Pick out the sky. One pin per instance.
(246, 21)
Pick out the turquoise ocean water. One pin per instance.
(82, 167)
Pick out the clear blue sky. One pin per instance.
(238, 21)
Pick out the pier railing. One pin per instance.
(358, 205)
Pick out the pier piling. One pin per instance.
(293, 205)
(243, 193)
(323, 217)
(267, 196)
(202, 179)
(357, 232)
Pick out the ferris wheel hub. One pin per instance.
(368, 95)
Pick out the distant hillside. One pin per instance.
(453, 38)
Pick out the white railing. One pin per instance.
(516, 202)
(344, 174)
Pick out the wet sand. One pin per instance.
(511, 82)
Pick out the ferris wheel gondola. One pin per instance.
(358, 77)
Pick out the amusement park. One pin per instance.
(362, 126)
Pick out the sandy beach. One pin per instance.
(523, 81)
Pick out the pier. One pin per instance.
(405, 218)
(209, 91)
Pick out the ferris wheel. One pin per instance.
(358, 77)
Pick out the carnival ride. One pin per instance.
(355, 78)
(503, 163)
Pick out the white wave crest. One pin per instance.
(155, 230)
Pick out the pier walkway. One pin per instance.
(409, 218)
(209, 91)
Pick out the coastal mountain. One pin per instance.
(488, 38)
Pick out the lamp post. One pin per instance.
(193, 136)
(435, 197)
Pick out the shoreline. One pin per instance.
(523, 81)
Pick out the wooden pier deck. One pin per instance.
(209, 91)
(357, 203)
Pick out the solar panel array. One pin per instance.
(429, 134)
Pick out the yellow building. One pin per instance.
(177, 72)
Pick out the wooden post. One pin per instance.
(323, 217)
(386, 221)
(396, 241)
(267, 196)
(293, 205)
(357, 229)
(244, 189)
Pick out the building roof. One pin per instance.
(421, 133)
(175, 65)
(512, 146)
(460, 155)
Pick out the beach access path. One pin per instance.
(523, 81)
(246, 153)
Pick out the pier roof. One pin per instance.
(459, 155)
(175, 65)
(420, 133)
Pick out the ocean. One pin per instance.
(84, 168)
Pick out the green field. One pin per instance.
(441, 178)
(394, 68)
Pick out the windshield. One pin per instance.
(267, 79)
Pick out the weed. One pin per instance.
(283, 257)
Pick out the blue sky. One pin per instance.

» GIVEN EXERCISE
Express all of the data above as a JSON list of strings, with one string for each line and no entries for blank lines.

» ANSWER FOR THE TASK
[
  "Pick out the sky. One pin per instance.",
  "(246, 21)",
  "Pick out the turquoise ocean water. One pin per instance.",
  "(82, 167)",
  "Pick out the clear blue sky. One pin per instance.",
  "(238, 21)",
  "Pick out the pier railing. One pin per instance.",
  "(358, 205)",
  "Pick out the pier piling. One pin per instance.",
  "(293, 205)",
  "(243, 193)",
  "(323, 217)",
  "(267, 196)",
  "(202, 179)",
  "(357, 232)",
  "Pick out the ferris wheel hub. One pin per instance.",
  "(368, 95)",
  "Pick out the distant hillside. One pin per instance.",
  "(453, 38)",
  "Pick out the white railing. One pin per instance.",
  "(516, 202)",
  "(344, 174)",
  "Pick out the wet sand. One pin per instance.",
  "(511, 82)",
  "Pick out the ferris wheel gondola. One pin per instance.",
  "(358, 77)",
  "Pick out the amusement park. One pin per instance.",
  "(362, 126)",
  "Pick out the sandy beach. One pin per instance.",
  "(523, 81)",
  "Pick out the pier. One pin per instance.",
  "(405, 218)",
  "(209, 91)",
  "Pick out the ferris wheel. One pin per instance.",
  "(358, 77)",
  "Pick out the carnival ride. One pin per instance.",
  "(355, 78)",
  "(503, 163)",
  "Pick out the white wave crest. One pin per instance.",
  "(155, 230)",
  "Pick out the pier walkway. One pin per instance.",
  "(409, 218)",
  "(209, 91)",
  "Pick out the coastal mountain. One pin per instance.",
  "(488, 38)",
  "Pick out the lamp post. One pin per instance.",
  "(193, 136)",
  "(435, 197)",
  "Pick out the shoreline. One pin per instance.",
  "(523, 81)",
  "Pick out the wooden pier deck. One pin per instance.",
  "(209, 91)",
  "(357, 203)",
  "Pick out the solar panel array. One pin per instance.",
  "(429, 134)",
  "Pick out the yellow building. One pin per instance.",
  "(177, 72)",
  "Pick out the wooden post. One pin per instance.",
  "(323, 217)",
  "(386, 221)",
  "(396, 241)",
  "(267, 196)",
  "(293, 205)",
  "(357, 229)",
  "(244, 189)",
  "Pick out the building roof. One pin per instance.",
  "(421, 133)",
  "(175, 65)",
  "(512, 146)",
  "(460, 155)",
  "Pick out the beach access path. One pin per instance.",
  "(523, 81)",
  "(246, 153)",
  "Pick out the pier roof. One pin per instance.",
  "(459, 155)",
  "(175, 65)",
  "(420, 133)",
  "Pick out the ocean. One pin per instance.",
  "(84, 168)",
  "Pick out the green field. One pin per instance.",
  "(441, 178)",
  "(394, 68)",
  "Pick out the windshield. One pin per instance.",
  "(267, 79)",
  "Pick out the weed. One pin per instance.",
  "(283, 257)",
  "Pick out the blue sky. One pin per instance."
]